**DOCUMENT PASSAGE:**
....
- Directed by: Mike Newell
- Screenplay by: Louise Fennell
- Produced by: John Gore; Richard Holmes; Francis Hopkinson;
- Starring: Joan Collins; Isabella Rossellini;
- Cinematography: Mike Eley
- Production company: John Gore Studios
- Country: United Kingdom
- Language: English

= My Duchess =

British drama film

My Duchess is an upcoming British biographical drama film based on the later years of Wallis Simpson. It was directed by Mike Newell, and stars Joan Collins and Isabella Rossellini.

==Premise==
The film documents the later years in the life of Wallis Simpson.

==Cast==
- Joan Collins as Wallis Simpson
- Isabella Rossellini as Suzanne Blum
- Buom Tihngang as Louis
- Miranda Richardson as Lady Diana Mosley
- Charles Dance as Lord Mountbatten
- Laurent Lafitte as Jean-Claude de Montalbon
- Yves Heck as Antoine
- Roxane Duran as Marianna
- Jill Baker as Lady Monckton
- Lambert Wilson as General Georges Spillman
- Philippe Spall as Dr. D'Ath
- Richard Meek as Daisy
- David Langham as Chou Chou
- David Bamber as Sir Godfrey Morley

==Production==
The film is written by Louise Fennell and directed by Mike Newell. It is produced by John Gore, Richard Holmes and Francis Hopkinson for John Gore Studios. It was originally titled In Bed with the Duchess and The Bitter End.
....
**TASK BRIEF:**
Answer these questions from the My Duchess film page:
1. Who plays Suzanne Blum?
2. Who handled the cinematography?
3. What titles did the film originally have?

**SOURCE INFORMATION:**
....
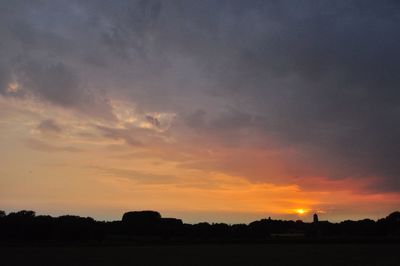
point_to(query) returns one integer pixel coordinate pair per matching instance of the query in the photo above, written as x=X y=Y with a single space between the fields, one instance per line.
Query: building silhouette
x=315 y=218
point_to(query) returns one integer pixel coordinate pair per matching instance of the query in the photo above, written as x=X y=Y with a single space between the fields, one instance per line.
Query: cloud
x=49 y=126
x=46 y=147
x=320 y=77
x=138 y=176
x=119 y=134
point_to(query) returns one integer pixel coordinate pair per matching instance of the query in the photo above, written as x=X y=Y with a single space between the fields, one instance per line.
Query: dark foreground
x=245 y=254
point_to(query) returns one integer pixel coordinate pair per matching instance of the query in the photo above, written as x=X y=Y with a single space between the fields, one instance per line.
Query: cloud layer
x=275 y=91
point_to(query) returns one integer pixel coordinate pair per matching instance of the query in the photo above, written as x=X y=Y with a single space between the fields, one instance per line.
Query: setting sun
x=301 y=211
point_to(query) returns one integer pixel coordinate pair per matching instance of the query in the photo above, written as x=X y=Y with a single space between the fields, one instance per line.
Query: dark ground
x=250 y=254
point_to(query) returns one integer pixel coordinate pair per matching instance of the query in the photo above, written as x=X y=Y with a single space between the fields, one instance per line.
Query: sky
x=218 y=111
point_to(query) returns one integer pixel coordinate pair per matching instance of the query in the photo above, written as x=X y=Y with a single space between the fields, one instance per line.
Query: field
x=267 y=254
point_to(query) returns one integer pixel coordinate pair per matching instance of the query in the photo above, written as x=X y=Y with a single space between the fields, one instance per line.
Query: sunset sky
x=218 y=111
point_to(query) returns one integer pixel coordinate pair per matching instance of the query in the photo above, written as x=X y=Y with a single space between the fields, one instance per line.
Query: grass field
x=270 y=254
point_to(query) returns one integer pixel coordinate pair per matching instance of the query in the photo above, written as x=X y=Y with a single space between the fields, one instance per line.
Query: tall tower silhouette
x=315 y=218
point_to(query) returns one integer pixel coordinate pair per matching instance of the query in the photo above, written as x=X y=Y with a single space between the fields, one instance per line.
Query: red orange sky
x=223 y=111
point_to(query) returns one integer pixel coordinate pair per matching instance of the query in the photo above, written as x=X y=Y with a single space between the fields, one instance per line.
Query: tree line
x=149 y=226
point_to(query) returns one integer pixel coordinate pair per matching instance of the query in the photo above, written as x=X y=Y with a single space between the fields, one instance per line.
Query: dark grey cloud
x=320 y=77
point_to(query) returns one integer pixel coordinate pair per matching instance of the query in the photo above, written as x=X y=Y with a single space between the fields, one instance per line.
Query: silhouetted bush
x=149 y=226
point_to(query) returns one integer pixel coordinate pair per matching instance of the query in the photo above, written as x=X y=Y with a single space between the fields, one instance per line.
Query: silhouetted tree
x=141 y=222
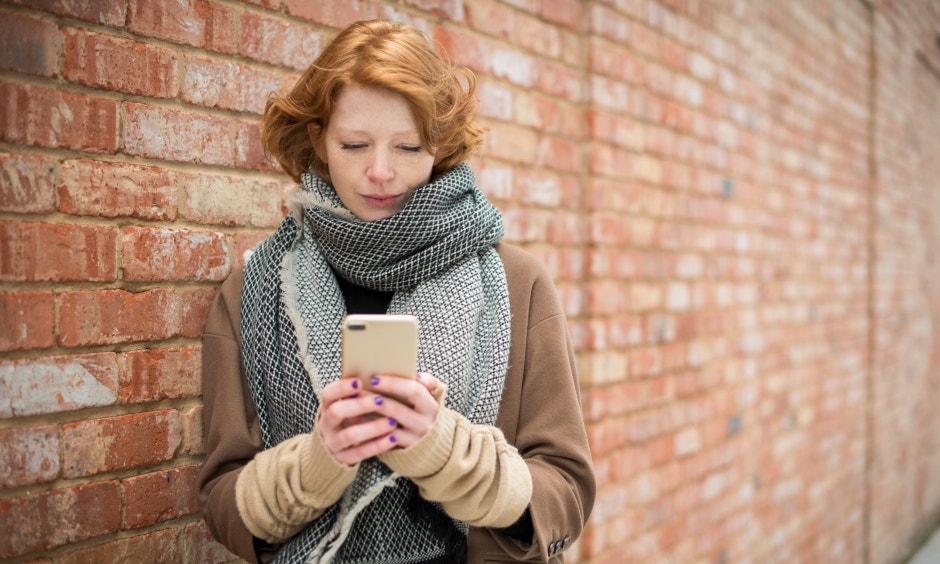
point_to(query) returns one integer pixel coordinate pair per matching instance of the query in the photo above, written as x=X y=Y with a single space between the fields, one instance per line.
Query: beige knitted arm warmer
x=471 y=470
x=285 y=487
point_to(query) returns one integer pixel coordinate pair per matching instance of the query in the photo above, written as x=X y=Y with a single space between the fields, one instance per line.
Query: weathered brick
x=160 y=547
x=199 y=23
x=28 y=456
x=29 y=45
x=34 y=115
x=41 y=251
x=463 y=48
x=196 y=304
x=59 y=517
x=103 y=189
x=28 y=320
x=99 y=317
x=279 y=42
x=194 y=439
x=159 y=496
x=156 y=374
x=27 y=183
x=228 y=200
x=105 y=12
x=114 y=443
x=491 y=17
x=333 y=14
x=227 y=85
x=178 y=135
x=115 y=63
x=565 y=12
x=151 y=254
x=248 y=150
x=59 y=383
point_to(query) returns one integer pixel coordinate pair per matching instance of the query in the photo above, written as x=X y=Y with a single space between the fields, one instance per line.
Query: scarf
x=437 y=256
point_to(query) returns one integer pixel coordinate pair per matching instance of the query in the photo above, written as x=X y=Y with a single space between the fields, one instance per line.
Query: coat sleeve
x=231 y=426
x=541 y=416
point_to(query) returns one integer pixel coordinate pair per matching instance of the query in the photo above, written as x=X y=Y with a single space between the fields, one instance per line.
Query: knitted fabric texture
x=437 y=256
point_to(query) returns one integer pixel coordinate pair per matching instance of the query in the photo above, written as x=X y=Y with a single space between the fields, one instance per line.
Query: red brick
x=333 y=14
x=103 y=317
x=565 y=12
x=537 y=36
x=59 y=383
x=160 y=547
x=463 y=48
x=226 y=200
x=107 y=12
x=178 y=135
x=159 y=496
x=115 y=443
x=157 y=374
x=28 y=320
x=279 y=42
x=191 y=22
x=103 y=189
x=194 y=439
x=248 y=150
x=227 y=85
x=491 y=17
x=41 y=251
x=29 y=45
x=196 y=304
x=115 y=63
x=27 y=183
x=34 y=115
x=28 y=456
x=150 y=254
x=50 y=519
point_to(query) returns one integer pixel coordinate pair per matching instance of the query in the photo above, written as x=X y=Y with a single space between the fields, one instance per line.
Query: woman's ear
....
**ANSWER TO THE PROBLEM:**
1. Isabella Rossellini
2. Mike Eley
3. In Bed with the Duchess and The Bitter End